═══ Passage provided

However, Ladd Keith, assistant professor in planning and chair of the Sustainable Built Environments program at the University of Arizona, takes the challenges of water conservation in the desert head on. “In many ways, Phoenix and Tucson are on the cutting edge of sustainability because they were forced to confront water scarcity decades ago,” he says. “The Southwest is fertile ground to create solutions.”
Some of these solutions are working. Although Phoenix has grown by over 400,000 people, the water usage is the same as it was 20 years ago, Sorensen says. “We have basically decoupled growth from water use.”
The evolution of water conservation and sustainability in desert environments is a result of a multi-prong approach: rethinking city planning, efficient water use and shifting perspectives.
Rethinking City Planning: Assessing the Urban Heat Island Map
Rethinking city planning is a key way for desert cities to approach water scarcity especially since the city growth rate is increasing more rapidly in Arizona than in other places. Part of this influx is due to affordable housing, lower taxes, educational institutions, and temperate weather. “The population of desert regions is growing at an 18.5 percent faster rate compared to those in other ecological zones,” says Keith. “Aquifers are still depleting and as a result of climate change there will be less winter precipitation to feed the Colorado River. In the future, we will see more droughts.” Given this context, it is essential for communities to rethink city planning and water use.
That requires looking at the urban heat island map of a particular city. The urban heat island impact (UHI) focuses on what causes a certain metropolitan area to have a higher temperature than its surrounding rural areas. At night, cities cool off less due to the heat absorbed during the day in the built environment, including buildings, streets, and parking lots. There is also a dense traffic of people in urban areas, all of whom emit heat, which also increases the UHI. Rural areas have a lower UHI because they are less populated, have more green areas, and fewer buildings.
For scientists, mapping urban heat islands takes concentrated effort. Satellite images track hot and cool temperature zones in a particular place to help developers make better city planning decisions. Researchers are also measuring whether the temperature measurements from the satellite correlate to what people are feeling on the ground and their thermal comfort. Correlating information from the satellites and data collection, which includes measuring people’s experienced thermal comfort, can help urban planners make informed decisions related to on site design,” says Keith. The factors that increase or lower an urban heat island depend on the type of building materials used, cars, and the amount of vegetation. Lighter colors, green roofs, clay, and straw minimize the impact on the landscape and help lower temperature, while lack of vegetation and darker-colored materials tend to increase it. Keith’s research looks at how planners use UHI maps from satellite data in Southwest cities such as Phoenix, Tucson, Albuquerque, and Las Cruces to see how future development can reduce a particular area’s UHI. This data helps urban planners devise more cool spaces in an urban sprawl. Keith says other metropolises like New York and Miami, are interested in learning lessons from the Southwest cities to better deal with their recent heat waves.

══════
═══ Excerpted records

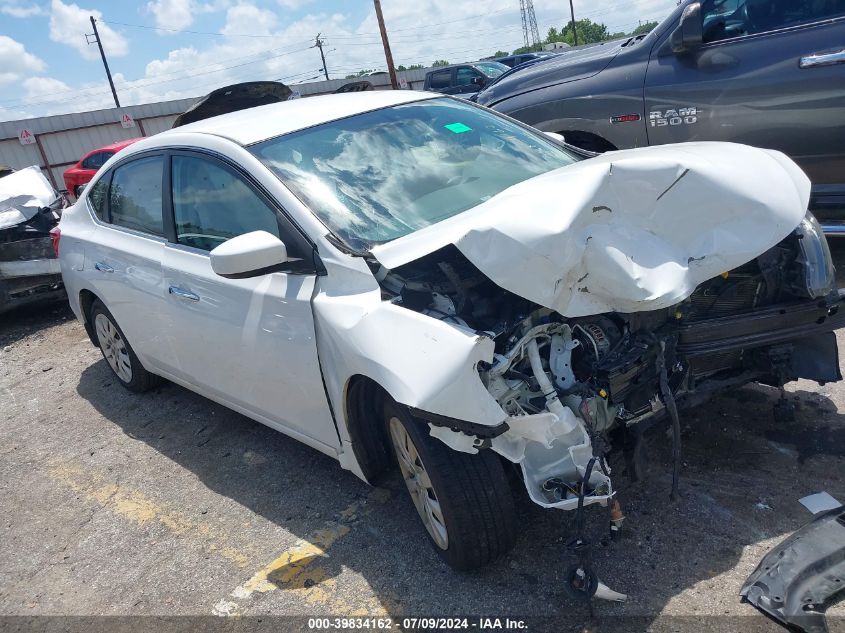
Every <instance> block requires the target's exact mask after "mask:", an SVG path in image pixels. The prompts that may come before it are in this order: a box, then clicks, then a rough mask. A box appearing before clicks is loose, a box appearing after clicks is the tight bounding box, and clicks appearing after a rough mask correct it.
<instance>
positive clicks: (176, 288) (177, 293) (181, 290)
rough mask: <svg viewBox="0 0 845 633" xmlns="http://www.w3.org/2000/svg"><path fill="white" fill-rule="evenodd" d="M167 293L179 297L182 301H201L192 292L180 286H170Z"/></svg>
mask: <svg viewBox="0 0 845 633" xmlns="http://www.w3.org/2000/svg"><path fill="white" fill-rule="evenodd" d="M167 291H168V292H169V293H170V294H172V295H173V296H174V297H179V298H180V299H187V300H188V301H199V300H200V298H199V296H198V295H195V294H194V293H193V292H191V291H190V290H185V289H184V288H180V287H179V286H170V288H168V289H167Z"/></svg>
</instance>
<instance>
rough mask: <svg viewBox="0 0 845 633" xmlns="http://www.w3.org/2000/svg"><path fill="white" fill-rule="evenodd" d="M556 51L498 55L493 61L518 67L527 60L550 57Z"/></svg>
mask: <svg viewBox="0 0 845 633" xmlns="http://www.w3.org/2000/svg"><path fill="white" fill-rule="evenodd" d="M555 55H556V53H551V52H548V51H539V52H537V53H520V54H519V55H508V56H507V57H497V58H496V59H493V60H491V61H494V62H499V63H500V64H504V65H505V66H507V67H508V68H516V67H517V66H521V65H522V64H524V63H525V62H531V61H534V60H535V59H548V58H549V57H554V56H555Z"/></svg>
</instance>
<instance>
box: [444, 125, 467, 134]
mask: <svg viewBox="0 0 845 633" xmlns="http://www.w3.org/2000/svg"><path fill="white" fill-rule="evenodd" d="M443 127H445V128H446V129H447V130H449V131H450V132H454V133H455V134H463V133H464V132H472V128H471V127H470V126H468V125H464V124H463V123H449V124H448V125H444V126H443Z"/></svg>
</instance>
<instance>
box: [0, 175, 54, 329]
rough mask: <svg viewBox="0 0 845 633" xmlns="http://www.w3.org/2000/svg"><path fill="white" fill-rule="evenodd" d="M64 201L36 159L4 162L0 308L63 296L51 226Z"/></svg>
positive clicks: (1, 222)
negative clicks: (16, 169)
mask: <svg viewBox="0 0 845 633" xmlns="http://www.w3.org/2000/svg"><path fill="white" fill-rule="evenodd" d="M66 204H67V200H66V199H65V197H64V196H63V195H61V194H60V193H57V192H56V190H55V189H53V185H51V184H50V181H49V180H47V178H46V177H45V176H44V174H43V173H42V172H41V169H40V168H39V167H38V166H37V165H32V166H31V167H26V168H24V169H21V170H19V171H12V170H10V169H8V168H5V169H4V167H3V166H0V313H2V312H5V311H6V310H10V309H12V308H16V307H18V306H22V305H25V304H28V303H31V302H34V301H39V300H46V299H58V298H61V297H62V295H63V293H64V290H63V288H62V279H61V274H60V271H59V262H58V260H57V259H56V253H55V251H54V250H53V245H52V238H51V235H50V231H51V230H52V229H53V228H54V227H55V226H56V225H57V224H58V223H59V218H60V217H61V214H62V209H63V208H64V207H65V205H66Z"/></svg>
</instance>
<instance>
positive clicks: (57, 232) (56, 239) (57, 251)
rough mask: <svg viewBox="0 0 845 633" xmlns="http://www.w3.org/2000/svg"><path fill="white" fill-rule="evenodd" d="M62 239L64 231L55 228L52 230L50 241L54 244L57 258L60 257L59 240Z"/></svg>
mask: <svg viewBox="0 0 845 633" xmlns="http://www.w3.org/2000/svg"><path fill="white" fill-rule="evenodd" d="M60 239H62V230H61V229H60V228H59V227H57V226H54V227H53V228H52V229H50V241H51V242H52V243H53V252H54V253H55V254H56V257H58V256H59V240H60Z"/></svg>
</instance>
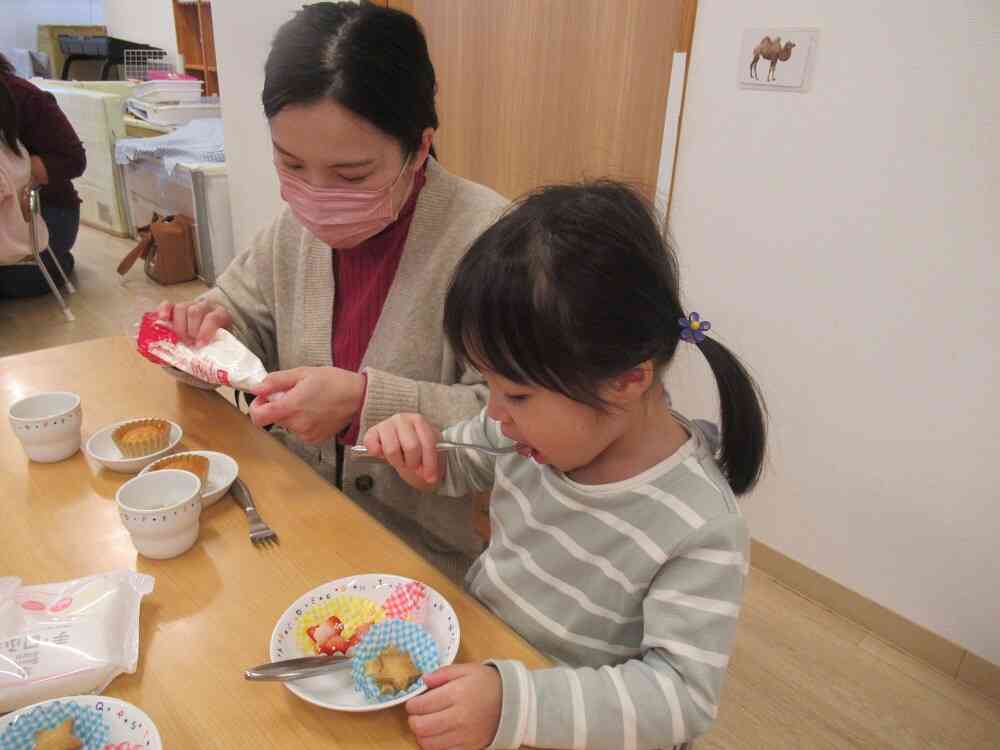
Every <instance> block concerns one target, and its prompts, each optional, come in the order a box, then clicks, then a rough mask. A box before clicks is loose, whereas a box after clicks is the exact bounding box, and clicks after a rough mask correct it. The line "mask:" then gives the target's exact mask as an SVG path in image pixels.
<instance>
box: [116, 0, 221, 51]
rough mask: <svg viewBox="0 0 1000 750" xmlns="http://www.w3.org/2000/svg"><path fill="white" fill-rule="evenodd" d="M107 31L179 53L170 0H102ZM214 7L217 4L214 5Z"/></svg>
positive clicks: (135, 41) (171, 4)
mask: <svg viewBox="0 0 1000 750" xmlns="http://www.w3.org/2000/svg"><path fill="white" fill-rule="evenodd" d="M103 2H104V23H105V25H106V26H107V27H108V33H109V34H110V35H111V36H116V37H118V38H119V39H127V40H128V41H130V42H139V43H141V44H151V45H153V46H154V47H159V48H160V49H164V50H166V51H167V52H169V53H171V54H173V55H176V54H177V33H176V31H175V30H174V6H173V3H171V1H170V0H140V2H136V0H103ZM213 7H214V4H213Z"/></svg>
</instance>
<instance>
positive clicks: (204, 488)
mask: <svg viewBox="0 0 1000 750" xmlns="http://www.w3.org/2000/svg"><path fill="white" fill-rule="evenodd" d="M174 455H175V456H187V455H191V456H204V457H205V458H207V459H208V477H207V478H206V479H205V483H204V484H203V485H202V486H201V505H202V507H203V508H207V507H208V506H209V505H212V504H213V503H216V502H218V500H219V498H220V497H222V496H223V495H225V494H226V493H227V492H228V491H229V488H230V486H231V485H232V484H233V482H235V481H236V477H237V476H239V473H240V465H239V464H238V463H236V459H235V458H233V457H232V456H227V455H226V454H225V453H218V452H217V451H182V452H181V453H175V454H174ZM159 460H160V459H157V461H159ZM152 469H153V464H149V466H147V467H146V468H145V469H143V470H142V471H140V472H139V474H140V475H141V474H146V473H148V472H150V471H152Z"/></svg>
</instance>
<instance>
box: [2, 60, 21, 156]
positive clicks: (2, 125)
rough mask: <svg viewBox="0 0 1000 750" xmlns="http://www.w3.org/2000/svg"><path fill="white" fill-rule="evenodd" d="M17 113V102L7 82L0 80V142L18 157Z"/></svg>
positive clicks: (17, 124)
mask: <svg viewBox="0 0 1000 750" xmlns="http://www.w3.org/2000/svg"><path fill="white" fill-rule="evenodd" d="M17 133H18V113H17V100H16V99H15V98H14V94H13V93H12V92H11V90H10V87H9V86H8V85H7V82H6V81H5V80H4V79H3V78H0V142H2V143H3V144H5V145H6V146H7V148H9V149H10V150H11V151H13V152H14V153H15V154H17V155H18V156H20V155H21V149H20V147H19V146H18V145H17Z"/></svg>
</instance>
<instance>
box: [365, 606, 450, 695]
mask: <svg viewBox="0 0 1000 750" xmlns="http://www.w3.org/2000/svg"><path fill="white" fill-rule="evenodd" d="M390 647H395V648H396V649H398V650H399V651H405V652H406V653H407V654H409V656H410V659H411V660H412V661H413V664H414V665H415V666H416V668H417V669H418V670H420V673H421V674H427V673H428V672H433V671H434V670H435V669H437V668H438V667H439V666H440V663H441V659H440V656H439V655H438V651H437V643H435V642H434V638H433V637H432V636H431V634H430V633H428V632H427V630H425V629H424V627H423V626H422V625H418V624H417V623H415V622H408V621H407V620H383V621H382V622H380V623H378V624H377V625H374V626H372V628H371V630H369V631H368V632H367V633H366V634H365V636H364V637H363V638H362V639H361V642H360V643H359V644H358V645H357V648H355V650H354V658H353V659H352V663H351V676H352V677H353V678H354V687H355V689H356V690H357V691H358V692H359V693H361V694H362V695H364V696H365V698H367V699H368V700H369V701H371V702H372V703H381V702H382V701H388V700H393V699H394V698H398V697H400V696H403V695H406V694H408V693H412V692H415V691H417V690H420V689H422V688H423V687H424V681H423V678H420V679H418V680H417V681H416V682H414V683H413V684H412V685H410V686H409V687H408V688H407V689H406V690H399V691H394V692H383V691H382V688H381V687H380V686H379V685H378V683H377V682H375V680H374V679H373V678H372V677H371V676H369V674H368V670H367V669H366V666H367V664H368V662H370V661H372V660H374V659H375V658H377V657H378V656H380V655H381V654H382V652H383V651H385V650H386V649H387V648H390Z"/></svg>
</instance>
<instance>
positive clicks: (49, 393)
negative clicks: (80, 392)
mask: <svg viewBox="0 0 1000 750" xmlns="http://www.w3.org/2000/svg"><path fill="white" fill-rule="evenodd" d="M7 416H8V419H9V420H10V426H11V428H12V429H13V430H14V434H15V435H17V439H18V440H20V441H21V446H22V447H23V448H24V452H25V453H26V454H28V458H30V459H31V460H32V461H39V462H41V463H53V462H55V461H62V460H63V459H65V458H69V457H70V456H72V455H73V454H74V453H76V452H77V451H78V450H80V425H81V424H82V423H83V408H82V407H81V406H80V397H79V396H78V395H76V394H75V393H69V392H67V391H54V392H51V393H39V394H37V395H35V396H28V397H27V398H22V399H21V400H20V401H15V402H14V403H13V404H11V406H10V409H9V411H8V414H7Z"/></svg>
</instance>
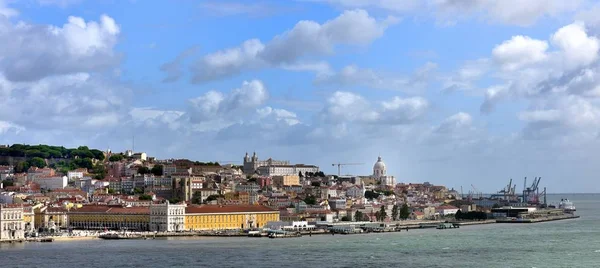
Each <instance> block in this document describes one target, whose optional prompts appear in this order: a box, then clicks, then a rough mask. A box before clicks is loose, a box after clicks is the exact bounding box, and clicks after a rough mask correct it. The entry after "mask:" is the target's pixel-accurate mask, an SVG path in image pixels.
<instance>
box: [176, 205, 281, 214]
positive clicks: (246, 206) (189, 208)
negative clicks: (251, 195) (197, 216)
mask: <svg viewBox="0 0 600 268" xmlns="http://www.w3.org/2000/svg"><path fill="white" fill-rule="evenodd" d="M276 211H277V210H274V209H272V208H269V207H266V206H263V205H230V206H220V205H202V206H189V207H186V208H185V213H235V212H276Z"/></svg>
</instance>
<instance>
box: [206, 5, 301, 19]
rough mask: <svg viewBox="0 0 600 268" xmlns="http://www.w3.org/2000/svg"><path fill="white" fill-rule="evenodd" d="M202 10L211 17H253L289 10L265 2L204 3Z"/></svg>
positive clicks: (284, 8) (280, 12)
mask: <svg viewBox="0 0 600 268" xmlns="http://www.w3.org/2000/svg"><path fill="white" fill-rule="evenodd" d="M200 9H201V11H202V12H203V13H204V14H207V15H209V16H215V15H216V16H234V15H248V16H253V17H260V16H267V15H274V14H280V13H282V12H285V11H288V10H289V8H285V7H283V6H278V5H275V4H274V3H265V2H254V3H246V2H233V1H203V2H202V3H200Z"/></svg>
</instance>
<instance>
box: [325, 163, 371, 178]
mask: <svg viewBox="0 0 600 268" xmlns="http://www.w3.org/2000/svg"><path fill="white" fill-rule="evenodd" d="M364 164H365V163H337V164H331V166H338V177H339V176H341V173H342V166H358V165H364Z"/></svg>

══════

Work order
Update the desert water conservation passage, starting at the words containing "However, Ladd Keith, assistant" and ending with "and shifting perspectives.". Substitute "water stewardship" for "water conservation" throughout that span.

Response for this exercise
However, Ladd Keith, assistant professor in planning and chair of the Sustainable Built Environments program at the University of Arizona, takes the challenges of water stewardship in the desert head on. “In many ways, Phoenix and Tucson are on the cutting edge of sustainability because they were forced to confront water scarcity decades ago,” he says. “The Southwest is fertile ground to create solutions.”
Some of these solutions are working. Although Phoenix has grown by over 400,000 people, the water usage is the same as it was 20 years ago, Sorensen says. “We have basically decoupled growth from water use.”
The evolution of water stewardship and sustainability in desert environments is a result of a multi-prong approach: rethinking city planning, efficient water use and shifting perspectives.